What you need to do: Decide whether each statement agrees with the text on Kansas scientists: (a) Ed Jerman was the first to recognize a medical use for X-rays; (b) Jerman joined the Victor X-ray Company in 1918; (c) Earl Sutherland was born in Cleveland. For each, answer yes or no and quote the words of the text that settle it.

Kansas scientists, innovators, and forward thinkers have successfully created and discovered incredible breakthroughs in medicine, natural science and geology. Some may be familiar, like George Washington Carver, others not as well known. But they all had a curiosity and intellect that led them to many important discoveries.
Medicine
Although Wilhelm Conrad Roentgen first recognized a medical use for X-rays, it is Kansas resident Ed Jerman who is known for bringing the X-ray machine to the forefront of the medical community with his sales, manufacturing and training activities.
Jerman joined the Victor X-ray Company, the medical division of General Electric, in 1918. As head of the educational department, he employed individuals to serve as demonstrators and trainers. His writings served as an X-ray technician textbook. He was also co-founder of the American Society of X-ray Technicians.
Earl Sutherland received the Nobel Prize for physiology and medicine for his study of how hormones regulate body functions.
Sutherland, born in Burlingame, was serving as professor and director of the department of pharmacology at Case Western Reserve University in Cleveland when he first made the discovery that led to his Nobel Prize.

Information shown:
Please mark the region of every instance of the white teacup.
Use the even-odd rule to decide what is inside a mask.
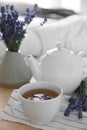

Solution to this exercise:
(a) No: "Although Wilhelm Conrad Roentgen first recognized a medical use for X-rays"
(b) Yes: "Jerman joined the Victor X-ray Company, the medical division of General Electric, in 1918."
(c) No: "Sutherland, born in Burlingame"